> **Given request**:
Copy out all the data, word for word.

> **Record list**:
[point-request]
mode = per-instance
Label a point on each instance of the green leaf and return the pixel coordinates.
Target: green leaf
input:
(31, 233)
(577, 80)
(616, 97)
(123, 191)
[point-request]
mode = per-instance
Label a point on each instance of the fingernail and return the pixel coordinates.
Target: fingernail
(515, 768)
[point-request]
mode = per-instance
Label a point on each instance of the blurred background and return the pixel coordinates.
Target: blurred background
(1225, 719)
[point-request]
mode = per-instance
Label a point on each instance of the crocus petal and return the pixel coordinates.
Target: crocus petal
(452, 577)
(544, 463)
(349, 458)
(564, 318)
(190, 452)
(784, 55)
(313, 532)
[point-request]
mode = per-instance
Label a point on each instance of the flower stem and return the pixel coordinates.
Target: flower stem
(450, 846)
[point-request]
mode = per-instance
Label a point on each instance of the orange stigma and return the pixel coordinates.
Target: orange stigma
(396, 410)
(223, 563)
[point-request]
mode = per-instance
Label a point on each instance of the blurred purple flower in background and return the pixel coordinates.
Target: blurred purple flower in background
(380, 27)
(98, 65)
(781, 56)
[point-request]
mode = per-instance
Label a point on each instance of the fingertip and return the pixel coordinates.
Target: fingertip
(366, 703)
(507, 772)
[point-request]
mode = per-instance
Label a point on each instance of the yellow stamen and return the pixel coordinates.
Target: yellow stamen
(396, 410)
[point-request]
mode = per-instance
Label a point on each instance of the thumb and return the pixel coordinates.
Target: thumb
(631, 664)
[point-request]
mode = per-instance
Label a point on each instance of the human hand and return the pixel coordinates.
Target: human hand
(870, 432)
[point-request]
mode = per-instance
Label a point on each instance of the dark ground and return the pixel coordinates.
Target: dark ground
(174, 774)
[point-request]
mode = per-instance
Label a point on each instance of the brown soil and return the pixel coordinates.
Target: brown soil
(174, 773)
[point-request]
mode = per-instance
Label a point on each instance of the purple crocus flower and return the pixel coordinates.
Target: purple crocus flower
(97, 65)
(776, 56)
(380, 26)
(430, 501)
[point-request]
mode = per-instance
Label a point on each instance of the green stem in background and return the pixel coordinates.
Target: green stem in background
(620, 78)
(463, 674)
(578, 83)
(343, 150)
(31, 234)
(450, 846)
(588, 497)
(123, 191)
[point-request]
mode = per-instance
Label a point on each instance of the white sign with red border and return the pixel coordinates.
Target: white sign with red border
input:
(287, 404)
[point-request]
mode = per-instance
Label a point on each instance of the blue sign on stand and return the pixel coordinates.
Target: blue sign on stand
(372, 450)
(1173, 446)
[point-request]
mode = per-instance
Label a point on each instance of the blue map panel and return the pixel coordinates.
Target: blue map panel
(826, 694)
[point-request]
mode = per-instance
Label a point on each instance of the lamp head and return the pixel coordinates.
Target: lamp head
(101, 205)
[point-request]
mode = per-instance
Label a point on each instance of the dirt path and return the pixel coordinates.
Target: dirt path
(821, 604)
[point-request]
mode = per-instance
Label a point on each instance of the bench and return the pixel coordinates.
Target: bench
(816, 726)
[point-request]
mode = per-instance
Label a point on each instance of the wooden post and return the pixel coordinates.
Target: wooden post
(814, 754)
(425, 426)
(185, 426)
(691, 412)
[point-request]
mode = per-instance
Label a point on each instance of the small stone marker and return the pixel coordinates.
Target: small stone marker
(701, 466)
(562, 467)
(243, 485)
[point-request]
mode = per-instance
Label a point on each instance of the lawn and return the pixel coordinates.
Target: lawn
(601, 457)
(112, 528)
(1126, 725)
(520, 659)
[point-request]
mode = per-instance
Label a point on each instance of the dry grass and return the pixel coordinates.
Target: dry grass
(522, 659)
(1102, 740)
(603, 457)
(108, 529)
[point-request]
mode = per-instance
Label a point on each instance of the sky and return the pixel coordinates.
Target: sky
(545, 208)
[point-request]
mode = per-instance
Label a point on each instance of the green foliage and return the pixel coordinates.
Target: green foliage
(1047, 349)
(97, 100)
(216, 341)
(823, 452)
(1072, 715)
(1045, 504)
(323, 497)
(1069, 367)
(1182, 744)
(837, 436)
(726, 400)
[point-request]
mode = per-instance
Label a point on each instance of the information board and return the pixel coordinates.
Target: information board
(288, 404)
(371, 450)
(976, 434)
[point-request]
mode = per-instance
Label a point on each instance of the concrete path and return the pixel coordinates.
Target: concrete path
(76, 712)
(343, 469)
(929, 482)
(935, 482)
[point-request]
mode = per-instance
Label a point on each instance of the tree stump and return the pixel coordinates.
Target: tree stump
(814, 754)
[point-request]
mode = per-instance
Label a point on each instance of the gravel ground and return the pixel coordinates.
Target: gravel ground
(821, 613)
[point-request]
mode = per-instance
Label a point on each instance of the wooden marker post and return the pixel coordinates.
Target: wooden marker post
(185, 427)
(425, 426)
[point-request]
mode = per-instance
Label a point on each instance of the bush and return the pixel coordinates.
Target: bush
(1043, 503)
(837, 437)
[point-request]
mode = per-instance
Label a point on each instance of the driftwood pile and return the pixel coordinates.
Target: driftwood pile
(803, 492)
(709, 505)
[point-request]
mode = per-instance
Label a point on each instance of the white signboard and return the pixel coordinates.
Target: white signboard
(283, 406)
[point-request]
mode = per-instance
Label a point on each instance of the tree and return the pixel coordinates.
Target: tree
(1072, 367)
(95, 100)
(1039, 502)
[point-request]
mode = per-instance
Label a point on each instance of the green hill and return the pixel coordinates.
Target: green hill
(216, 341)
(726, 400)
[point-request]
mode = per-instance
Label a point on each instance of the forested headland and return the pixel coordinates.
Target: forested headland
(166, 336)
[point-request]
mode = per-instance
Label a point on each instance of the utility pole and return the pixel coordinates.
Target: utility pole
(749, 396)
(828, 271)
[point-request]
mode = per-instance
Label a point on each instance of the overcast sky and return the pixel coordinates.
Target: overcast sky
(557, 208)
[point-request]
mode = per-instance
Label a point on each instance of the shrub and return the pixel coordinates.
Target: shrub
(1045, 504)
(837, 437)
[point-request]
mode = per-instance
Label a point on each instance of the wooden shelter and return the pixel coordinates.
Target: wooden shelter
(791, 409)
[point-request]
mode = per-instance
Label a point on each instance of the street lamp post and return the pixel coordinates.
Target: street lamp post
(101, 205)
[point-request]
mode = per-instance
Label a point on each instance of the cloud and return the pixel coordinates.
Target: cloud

> **Task result**:
[point-request]
mode = per-instance
Label a point on each instance of the green leaf and return the pixel coordinates.
Target: green leaf
input:
(31, 233)
(577, 80)
(616, 97)
(123, 191)
[point-request]
mode = per-instance
Label a point on each instance of the fingernail and return the pixel coordinates.
Target: fingernail
(515, 768)
[point-request]
mode = per-instance
Label a point on each instance of the blurred background and return the pixel coordinates.
Target: blurred background
(1225, 719)
[point-request]
mode = per-instance
Label a point on each instance of the crocus petal and return the pixel coordinates.
Target: crocus petal
(452, 577)
(544, 463)
(349, 458)
(564, 318)
(190, 452)
(784, 55)
(313, 532)
[point-request]
mode = per-instance
Label a point on each instance of the flower stem and return the pixel coordinates.
Target: flower stem
(450, 846)
[point-request]
mode = per-instance
Label a point on each instance of the orange stigma and return the pixel coordinates.
Target: orange stigma
(396, 410)
(223, 563)
[point-request]
mode = per-instance
Label a point on each instance of the blurred purple flower in background and return the pixel coordinates.
Target: blurred purple flower in background
(380, 27)
(98, 65)
(781, 56)
[point-request]
mode = per-instance
Label a point on each instance of the fingertip and return the pixel coordinates.
Target: fingertip
(366, 703)
(507, 772)
[point-request]
mode = per-instance
Label a point on each instance of the yellow stamen and return the pixel coordinates.
Target: yellow stamen
(396, 410)
[point-request]
mode = per-instance
Label a point on each instance of the thumb and return the pixel coordinates.
Target: thumb
(631, 664)
[point-request]
mode = per-instance
Label a point on each instance of the human hand and return the pixel coordinates.
Target: human hand
(870, 432)
[point-request]
mode = per-instance
Label a point on each instance of the dark ground and return the pixel coordinates.
Target: dark ground
(174, 774)
[point-request]
mode = per-instance
Label a point on each instance of the brown soil and return the pixel coordinates.
Target: brown soil
(174, 773)
[point-request]
mode = per-instance
Label a point on each instance of the purple crocus flower and return the pixel coordinates.
Target: purple crocus flower
(97, 65)
(776, 56)
(380, 26)
(430, 501)
[point-request]
mode = per-instance
Label a point on each instance of the green stem in background and return the pixel coordinates.
Target: green stem in background
(620, 78)
(463, 674)
(578, 83)
(343, 150)
(31, 234)
(450, 846)
(588, 497)
(123, 191)
[point-request]
mode = per-instance
Label a point on each instance of the white sign with red border and return the pixel coordinates.
Target: white sign with red border
input:
(287, 404)
[point-request]
mode = per-instance
Label a point on each instance of the blue sign on stand and return the pixel coordinates.
Target: blue sign on stand
(372, 450)
(1173, 446)
[point-request]
mode = per-instance
Label a point on each instance of the blue map panel and return the pixel coordinates.
Target: blue map panel
(826, 694)
[point-request]
mode = per-instance
Label a point on each instance of the lamp head and return the pixel coordinates.
Target: lamp head
(101, 205)
[point-request]
mode = per-instance
Label a point on each instance of the dirt path and return the pixel coordinates.
Target: dirt path
(821, 604)
[point-request]
mode = per-instance
Label a point on each instance of the bench and return the pixel coordinates.
Target: bench
(816, 726)
[point-request]
mode = per-instance
Label a point on each instance of the wooden post and return the pixel coordinates.
Target: wooden post
(814, 754)
(425, 426)
(185, 426)
(691, 412)
[point-request]
mode = per-instance
Label a point on each instance of the small stone marker and return the pixel coordinates.
Target: small stone marker
(701, 466)
(562, 467)
(243, 485)
[point-request]
mode = per-instance
Label a point on each instance of the lawn and return the pixel coordinates.
Target: lawn
(601, 457)
(112, 528)
(1126, 725)
(520, 659)
[point-request]
mode = per-instance
Label a point on each instance of the dry grass and return the pixel coordinates.
Target: dry grass
(522, 659)
(1102, 740)
(603, 457)
(108, 529)
[point-request]
mode = per-instance
Label a point on each instance of the sky and return the pixel coordinates.
Target: sky
(545, 208)
[point-request]
mode = per-instance
Label a point on each instance of the green foliage and return the pixel coordinates.
Target: green foliage
(1047, 349)
(97, 100)
(216, 341)
(823, 452)
(1072, 715)
(1045, 504)
(323, 497)
(1069, 367)
(1182, 744)
(837, 436)
(726, 400)
[point-request]
mode = per-instance
Label a point on each instance of the information board and return the pixel coordinates.
Target: information board
(288, 404)
(371, 450)
(976, 434)
[point-request]
mode = per-instance
Label a point on each instance of the concrete path and return the pixel coordinates.
Target: concrete path
(76, 712)
(343, 469)
(929, 482)
(935, 482)
[point-request]
mode = per-instance
Label a point on each instance of the tree stump and return the pixel coordinates.
Target: tree stump
(814, 754)
[point-request]
mode = per-instance
Label a point on each instance of the gravel ground and return the pixel coordinates.
Target: gravel ground
(821, 613)
[point-request]
mode = per-instance
Label a point on each instance of the wooden marker post and return the pixel coordinates.
Target: wooden marker post
(185, 427)
(425, 426)
[point-request]
mode = per-instance
Label a point on each instance of the bush and return the pixel coordinates.
Target: bush
(1043, 503)
(837, 437)
[point-request]
mode = per-instance
Label a point on each instance of the driftwood pile and return the pixel coordinates.
Target: driftwood pile
(803, 492)
(709, 505)
[point-request]
mode = per-instance
Label a point on each instance of the white signboard and return the pixel coordinates.
Target: white signboard
(283, 406)
[point-request]
mode = per-instance
Label a point on each instance of the tree and return the pixel coordinates.
Target: tree
(1072, 367)
(95, 100)
(1039, 502)
[point-request]
mode = per-instance
Label a point on each instance of the green hill and return the pixel coordinates.
Target: green hill
(216, 341)
(726, 400)
[point-request]
mode = per-instance
Label a point on each instance of the forested headland and return the pixel coordinates.
Target: forested headland
(166, 336)
[point-request]
mode = per-instance
Label a point on each instance of the utility pole and return the pixel coordinates.
Target: utility pole
(749, 396)
(828, 271)
[point-request]
mode = per-instance
Label a point on each instance of the overcast sky and return the pixel coordinates.
Target: overcast sky
(557, 208)
[point-request]
mode = per-instance
Label a point on each instance of the shrub and return the pixel coordinates.
Target: shrub
(1045, 504)
(837, 437)
[point-request]
mode = per-instance
Label a point on each instance of the wooden shelter and return the pixel coordinates.
Target: wooden shelter
(791, 409)
[point-request]
mode = per-instance
Label a point on each instance of the street lamp post and return the pixel coordinates.
Target: street lamp post
(101, 205)
[point-request]
mode = per-instance
Label a point on each instance of the cloud and return the pixel coordinates.
Target: cloud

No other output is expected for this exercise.